### Problem details
Please pull out every line below that contains the string "outline", treating uppercase and lowercase as different.

....

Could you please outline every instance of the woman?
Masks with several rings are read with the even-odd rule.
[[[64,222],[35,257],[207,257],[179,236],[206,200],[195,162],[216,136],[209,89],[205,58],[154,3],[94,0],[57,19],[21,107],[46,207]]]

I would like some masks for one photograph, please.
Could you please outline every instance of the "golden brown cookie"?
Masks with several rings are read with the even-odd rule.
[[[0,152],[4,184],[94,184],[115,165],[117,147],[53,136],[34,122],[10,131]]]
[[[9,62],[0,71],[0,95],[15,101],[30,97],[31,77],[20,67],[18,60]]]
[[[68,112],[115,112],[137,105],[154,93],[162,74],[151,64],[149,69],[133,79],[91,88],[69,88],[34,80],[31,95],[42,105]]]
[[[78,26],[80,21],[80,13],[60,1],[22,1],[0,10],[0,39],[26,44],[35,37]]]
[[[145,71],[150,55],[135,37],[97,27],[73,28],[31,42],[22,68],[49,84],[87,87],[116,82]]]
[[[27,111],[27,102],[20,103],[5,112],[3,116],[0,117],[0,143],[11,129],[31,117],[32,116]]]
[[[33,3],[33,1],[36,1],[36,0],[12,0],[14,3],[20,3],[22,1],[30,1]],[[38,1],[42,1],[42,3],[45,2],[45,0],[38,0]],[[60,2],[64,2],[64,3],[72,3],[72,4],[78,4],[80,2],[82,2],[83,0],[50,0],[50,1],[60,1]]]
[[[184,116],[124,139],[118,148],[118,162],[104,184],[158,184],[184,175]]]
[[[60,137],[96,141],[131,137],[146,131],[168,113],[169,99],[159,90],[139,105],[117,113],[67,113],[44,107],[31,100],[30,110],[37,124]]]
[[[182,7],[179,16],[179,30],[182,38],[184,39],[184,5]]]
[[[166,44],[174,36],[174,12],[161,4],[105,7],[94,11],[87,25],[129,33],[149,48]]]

....

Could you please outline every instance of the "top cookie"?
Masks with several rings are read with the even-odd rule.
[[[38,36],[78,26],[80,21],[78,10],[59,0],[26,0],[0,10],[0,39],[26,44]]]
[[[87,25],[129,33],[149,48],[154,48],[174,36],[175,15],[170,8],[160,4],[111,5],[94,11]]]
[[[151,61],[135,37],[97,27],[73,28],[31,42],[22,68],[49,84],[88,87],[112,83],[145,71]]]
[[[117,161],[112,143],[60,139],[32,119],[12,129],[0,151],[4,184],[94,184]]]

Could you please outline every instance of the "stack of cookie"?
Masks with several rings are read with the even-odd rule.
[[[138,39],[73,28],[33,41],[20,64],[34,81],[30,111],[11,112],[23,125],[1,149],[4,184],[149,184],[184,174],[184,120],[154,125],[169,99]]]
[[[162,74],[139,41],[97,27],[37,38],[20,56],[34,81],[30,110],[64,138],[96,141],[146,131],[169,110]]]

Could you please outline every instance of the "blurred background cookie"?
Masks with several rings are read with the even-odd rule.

....

### Correct response
Could you please outline every instance of the woman?
Could you please outline every instance of the "golden brown cookie"?
Could you please outline every instance of the "top cookie"?
Could you please outline every instance of the "stack of cookie"?
Could you please outline every instance of the "blurred background cookie"?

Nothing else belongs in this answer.